本文 —
= = =

長谷堂城の戦いは、関わった武将たちの能力と器量を測る試金石となり、彼らの後世の評価を決定づけた。

  • 守将・志村光安 : 最上家臣団の中でも随一の知将と評され、弁舌にも優れた冷静沈着な人物であった 26 。長谷堂城での鉄壁の守備は、彼の評価を不動のものにした。この大功により、戦後は庄内・酒田3万石の城主に抜擢され、最上川河口の港町・酒田の発展に大きく貢献した 5 。彼の知略と胆力がなければ、最上家は滅亡の淵に立たされていたであろう。
  • 総大将・最上義光 : 愛娘・駒姫を豊臣秀次事件で理不尽に失うという悲劇を乗り越え 20 、東軍に与するという大きな賭けに勝利した。長谷堂城の奮戦によって稼いだ時間と、その後の論功行賞により、最上家は置賜地方を除く山形県全域と秋田県の一部を領する57万石の大大名へと飛躍を遂げた 5 。彼は、山形の城下町整備や最上川舟運の開発など、領国経営にも優れた手腕を発揮した名君でもあった 5
  • 攻将・直江兼続 : 豊臣秀吉から「天下の仕置を任せられる器」とまで高く評価された当代きっての知将であった 31 。しかし、長谷堂城の堅固な守りの前に、その戦略は完全に頓挫した。彼の輝かしい軍歴における数少ない、そして最大の敗北であった。だが、その後の完璧と評される撤退戦の指揮ぶりは、彼の非凡な戦術家としての一面を改めて証明し、かえってその評価を多角的なものにした 5
  • 勇将たち :
  • 鮭延秀綱 : 長谷堂城の副将として奮戦した猛将。その武勇は敵将・兼続をして「(武田)信玄・(上杉)謙信の時代にもこれほどの者は覚えなし」と言わしめたという逸話が残る 25
  • 前田慶次 : 天下御免の傾奇者として知られるが、その本質は義に厚い武人であった。上杉家に仕官後、この戦いに参加。絶望的な状況下で見せた殿での獅子奮迅の働きは、彼の武人としての真骨頂を示すものとして、後世に語り継がれている 28

第三部:その後の長谷堂城と遺産

慶長出羽合戦という最大の栄光の後、長谷堂城とそれを取り巻く人々の運命は、新たな時代の到来とともに大きく変転していく。

= = =

提供資料 —
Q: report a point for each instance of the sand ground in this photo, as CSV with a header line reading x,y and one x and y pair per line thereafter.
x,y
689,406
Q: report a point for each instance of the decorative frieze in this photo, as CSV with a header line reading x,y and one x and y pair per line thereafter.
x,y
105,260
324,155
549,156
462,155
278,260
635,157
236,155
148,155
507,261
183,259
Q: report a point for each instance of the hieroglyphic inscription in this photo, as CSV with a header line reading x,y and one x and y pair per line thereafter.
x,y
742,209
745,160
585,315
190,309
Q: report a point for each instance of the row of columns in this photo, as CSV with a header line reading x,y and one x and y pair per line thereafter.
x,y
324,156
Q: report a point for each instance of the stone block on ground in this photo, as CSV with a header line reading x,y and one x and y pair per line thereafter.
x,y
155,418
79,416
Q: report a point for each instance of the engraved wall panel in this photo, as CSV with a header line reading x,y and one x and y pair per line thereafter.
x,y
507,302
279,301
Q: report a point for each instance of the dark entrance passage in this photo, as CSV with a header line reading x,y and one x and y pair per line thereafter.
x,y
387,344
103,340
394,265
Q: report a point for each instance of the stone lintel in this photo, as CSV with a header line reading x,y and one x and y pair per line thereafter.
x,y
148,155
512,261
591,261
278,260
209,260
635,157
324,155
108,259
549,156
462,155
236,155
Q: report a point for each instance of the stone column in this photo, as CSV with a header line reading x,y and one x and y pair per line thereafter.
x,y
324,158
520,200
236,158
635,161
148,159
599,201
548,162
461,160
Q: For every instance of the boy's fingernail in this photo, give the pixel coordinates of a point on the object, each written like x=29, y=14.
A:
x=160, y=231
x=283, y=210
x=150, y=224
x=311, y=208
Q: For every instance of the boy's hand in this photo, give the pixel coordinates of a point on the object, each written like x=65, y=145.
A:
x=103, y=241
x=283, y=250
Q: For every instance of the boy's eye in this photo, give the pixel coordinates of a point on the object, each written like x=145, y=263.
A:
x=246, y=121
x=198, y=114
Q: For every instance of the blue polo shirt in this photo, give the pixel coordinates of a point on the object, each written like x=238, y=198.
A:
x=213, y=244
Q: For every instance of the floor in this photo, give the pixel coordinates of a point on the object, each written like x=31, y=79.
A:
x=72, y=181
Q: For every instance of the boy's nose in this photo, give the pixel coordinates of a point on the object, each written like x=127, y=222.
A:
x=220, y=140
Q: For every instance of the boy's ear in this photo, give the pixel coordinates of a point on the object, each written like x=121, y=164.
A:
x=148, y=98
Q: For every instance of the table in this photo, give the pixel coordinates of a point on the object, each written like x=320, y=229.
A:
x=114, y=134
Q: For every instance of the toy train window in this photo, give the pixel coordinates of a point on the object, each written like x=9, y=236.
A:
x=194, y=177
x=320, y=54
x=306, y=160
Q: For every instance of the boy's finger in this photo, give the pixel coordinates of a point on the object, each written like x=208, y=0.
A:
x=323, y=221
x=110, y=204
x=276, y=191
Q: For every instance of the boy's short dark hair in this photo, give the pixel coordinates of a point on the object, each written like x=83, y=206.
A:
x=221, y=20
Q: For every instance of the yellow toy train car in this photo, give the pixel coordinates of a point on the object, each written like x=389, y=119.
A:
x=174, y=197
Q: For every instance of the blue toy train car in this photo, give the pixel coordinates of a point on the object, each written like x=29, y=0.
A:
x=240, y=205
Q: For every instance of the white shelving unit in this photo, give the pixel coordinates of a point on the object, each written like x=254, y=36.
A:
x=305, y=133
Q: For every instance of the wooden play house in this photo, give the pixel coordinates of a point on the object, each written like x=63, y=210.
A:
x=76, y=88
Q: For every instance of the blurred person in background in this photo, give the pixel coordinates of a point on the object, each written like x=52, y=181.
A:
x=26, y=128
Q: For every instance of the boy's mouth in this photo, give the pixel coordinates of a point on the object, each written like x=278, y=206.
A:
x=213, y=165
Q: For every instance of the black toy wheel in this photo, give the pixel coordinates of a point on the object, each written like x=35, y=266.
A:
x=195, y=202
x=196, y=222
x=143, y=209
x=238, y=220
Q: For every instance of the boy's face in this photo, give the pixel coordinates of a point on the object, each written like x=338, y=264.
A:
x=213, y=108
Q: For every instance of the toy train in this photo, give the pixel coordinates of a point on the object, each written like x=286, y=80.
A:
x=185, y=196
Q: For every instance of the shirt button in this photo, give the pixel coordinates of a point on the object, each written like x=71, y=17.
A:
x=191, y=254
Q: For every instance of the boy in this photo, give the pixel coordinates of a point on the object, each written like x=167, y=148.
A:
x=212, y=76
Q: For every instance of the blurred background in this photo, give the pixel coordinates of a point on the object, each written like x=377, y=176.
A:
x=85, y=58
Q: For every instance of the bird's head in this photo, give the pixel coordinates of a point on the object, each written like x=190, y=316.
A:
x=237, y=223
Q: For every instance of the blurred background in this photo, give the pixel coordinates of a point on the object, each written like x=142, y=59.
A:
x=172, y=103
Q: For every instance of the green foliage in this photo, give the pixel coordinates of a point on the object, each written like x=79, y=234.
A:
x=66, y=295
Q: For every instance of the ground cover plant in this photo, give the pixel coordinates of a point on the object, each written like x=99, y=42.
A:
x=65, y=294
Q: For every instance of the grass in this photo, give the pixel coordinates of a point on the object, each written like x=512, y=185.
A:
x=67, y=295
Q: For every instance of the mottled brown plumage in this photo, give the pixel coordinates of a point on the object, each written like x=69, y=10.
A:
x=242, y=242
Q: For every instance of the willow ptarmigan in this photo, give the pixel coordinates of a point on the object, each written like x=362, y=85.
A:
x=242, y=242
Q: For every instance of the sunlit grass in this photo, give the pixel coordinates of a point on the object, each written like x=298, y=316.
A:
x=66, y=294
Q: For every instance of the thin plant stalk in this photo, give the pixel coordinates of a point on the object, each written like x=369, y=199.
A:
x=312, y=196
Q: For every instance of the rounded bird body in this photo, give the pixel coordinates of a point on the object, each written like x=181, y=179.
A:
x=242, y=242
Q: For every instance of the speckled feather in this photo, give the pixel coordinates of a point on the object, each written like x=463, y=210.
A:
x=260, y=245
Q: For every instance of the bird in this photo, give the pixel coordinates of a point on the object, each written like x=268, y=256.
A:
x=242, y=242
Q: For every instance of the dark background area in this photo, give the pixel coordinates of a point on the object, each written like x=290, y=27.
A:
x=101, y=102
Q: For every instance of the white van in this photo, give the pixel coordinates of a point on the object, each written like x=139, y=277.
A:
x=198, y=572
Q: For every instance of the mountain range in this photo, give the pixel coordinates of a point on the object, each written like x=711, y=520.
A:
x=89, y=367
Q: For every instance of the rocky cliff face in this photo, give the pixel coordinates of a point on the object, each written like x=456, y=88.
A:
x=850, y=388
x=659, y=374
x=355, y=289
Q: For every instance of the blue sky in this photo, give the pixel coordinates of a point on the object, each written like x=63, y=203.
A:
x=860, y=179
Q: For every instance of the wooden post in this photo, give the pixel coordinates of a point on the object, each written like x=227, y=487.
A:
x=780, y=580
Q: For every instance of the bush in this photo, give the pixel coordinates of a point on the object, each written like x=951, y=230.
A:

= = =

練習課題 —
(a) 長谷堂城の戦いの本文を、「長谷堂城の戦いは、関わった武」で始まり「とともに大きく変転していく。」で終わる部分まで、一字一句違えずに書き写すこと。
(b) 長谷堂城の戦いの本文に基づき、次の問いに答えること。
(i) 戦後、志村光安はどこの何石の城主に抜擢されたか。
(ii) 最上家は何万石の大大名へと飛躍したか。
(iii) 直江兼続を「天下の仕置を任せられる器」と評価したのは誰か。
(c) 長谷堂城とその後の人々について述べた本文を、最後の文に続けて書き継ぐこと。

課題別解答 —
(a)
長谷堂城の戦いは、関わった武将たちの能力と器量を測る試金石となり、彼らの後世の評価を決定づけた。

  • 守将・志村光安 : 最上家臣団の中でも随一の知将と評され、弁舌にも優れた冷静沈着な人物であった 26 。長谷堂城での鉄壁の守備は、彼の評価を不動のものにした。この大功により、戦後は庄内・酒田3万石の城主に抜擢され、最上川河口の港町・酒田の発展に大きく貢献した 5 。彼の知略と胆力がなければ、最上家は滅亡の淵に立たされていたであろう。
  • 総大将・最上義光 : 愛娘・駒姫を豊臣秀次事件で理不尽に失うという悲劇を乗り越え 20 、東軍に与するという大きな賭けに勝利した。長谷堂城の奮戦によって稼いだ時間と、その後の論功行賞により、最上家は置賜地方を除く山形県全域と秋田県の一部を領する57万石の大大名へと飛躍を遂げた 5 。彼は、山形の城下町整備や最上川舟運の開発など、領国経営にも優れた手腕を発揮した名君でもあった 5
  • 攻将・直江兼続 : 豊臣秀吉から「天下の仕置を任せられる器」とまで高く評価された当代きっての知将であった 31 。しかし、長谷堂城の堅固な守りの前に、その戦略は完全に頓挫した。彼の輝かしい軍歴における数少ない、そして最大の敗北であった。だが、その後の完璧と評される撤退戦の指揮ぶりは、彼の非凡な戦術家としての一面を改めて証明し、かえってその評価を多角的なものにした 5
  • 勇将たち :
  • 鮭延秀綱 : 長谷堂城の副将として奮戦した猛将。その武勇は敵将・兼続をして「(武田)信玄・(上杉)謙信の時代にもこれほどの者は覚えなし」と言わしめたという逸話が残る 25
  • 前田慶次 : 天下御免の傾奇者として知られるが、その本質は義に厚い武人であった。上杉家に仕官後、この戦いに参加。絶望的な状況下で見せた殿での獅子奮迅の働きは、彼の武人としての真骨頂を示すものとして、後世に語り継がれている 28

第三部:その後の長谷堂城と遺産

慶長出羽合戦という最大の栄光の後、長谷堂城とそれを取り巻く人々の運命は、新たな時代の到来とともに大きく変転していく。

(b)
(i) 庄内・酒田3万石
(ii) 57万石
(iii) 豊臣秀吉

(c)
第六章:終焉と廃城

合戦後、論功行賞により志村光安が庄内・酒田へ移ると、代わって成沢城主であった坂紀伊守光秀が1万3千石で長谷堂城主となった 1 。前述の通り、坂氏は山麓に御殿を築き、城の機能は軍事拠点から平時の統治拠点へとその重心を移していった 13

しかし、栄華を極めた最上家にも翳りが見え始める。義光の死後、家督争いをはじめとする家中での内紛、いわゆる「最上騒動」が勃発。これが幕府に咎められ、元和8年(1622年)、57万石を誇った最上家は突如として改易の憂き目に遭う 4

幕府は周辺諸藩に最上領の城々の接収を命じた。この時、長谷堂城の受け取りを担当したのは、皮肉にもかつてこの城を攻めあぐねた敵将、上杉景勝であった 4 。志村光安らが命を懸けて守り抜いた堅城が、一滴の血も流されることなく、戦わずしてかつての敵の手に渡るという結末は、戦国の武勇がもはや通用しない、幕府の絶対的権威によって統制される新たな時代(江戸時代)の到来を象徴する出来事であった。その後、長谷堂城は幕府の命により破却され、廃城となった 4

第七章:史跡としての現代的価値

400年の時を経て、長谷堂城はその姿を大きく変えたが、今なお多くの歴史的価値と魅力を持ち続けている。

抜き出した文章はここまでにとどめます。